== TO BE DONE ==
Output the entire Abhishek Rawat profile word for word.

== PAGE EXCERPT ==
- Born: Uttarakhand, India
- Education: MBA
- Occupation: Actor
- Years active: 2007–present
- Known for: Agle Janam Mohe Bitiya Hi Kijo; Dekha Ek Khwaab Kaamnaa;
- Spouse: Anjali Menon

= Abhishek Rawat =

Indian television actor (born 1980)

Abhishek Rawat is an Indian actor. He is best known for portraying the role of Manav Vajpayee in Kaamnaa.

==Career==
Rawat's first show was Neelanjana, in which he played a cameo role. His landed his second role in Babul Ka Aangann Chootey Na and portrayed Mahem. Then he received his first major role as Shekhar Singh in Agle Janam Mohe Bitiya Hi Kijo. In Mann Kee Awaaz Pratigya, Rawat portrayed Tanmay. He has also appeared in a short film titled Kissss.

== DATA SECTION ==
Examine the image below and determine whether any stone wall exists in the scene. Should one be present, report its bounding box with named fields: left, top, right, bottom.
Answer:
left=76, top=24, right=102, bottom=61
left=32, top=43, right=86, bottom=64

== WRITTEN SOLUTION ==
- Born: Uttarakhand, India
- Education: MBA
- Occupation: Actor
- Years active: 2007–present
- Known for: Agle Janam Mohe Bitiya Hi Kijo; Dekha Ek Khwaab Kaamnaa;
- Spouse: Anjali Menon

= Abhishek Rawat =

Indian television actor (born 1980)

Abhishek Rawat is an Indian actor. He is best known for portraying the role of Manav Vajpayee in Kaamnaa.

==Career==
Rawat's first show was Neelanjana, in which he played a cameo role. His landed his second role in Babul Ka Aangann Chootey Na and portrayed Mahem. Then he received his first major role as Shekhar Singh in Agle Janam Mohe Bitiya Hi Kijo. In Mann Kee Awaaz Pratigya, Rawat portrayed Tanmay. He has also appeared in a short film titled Kissss.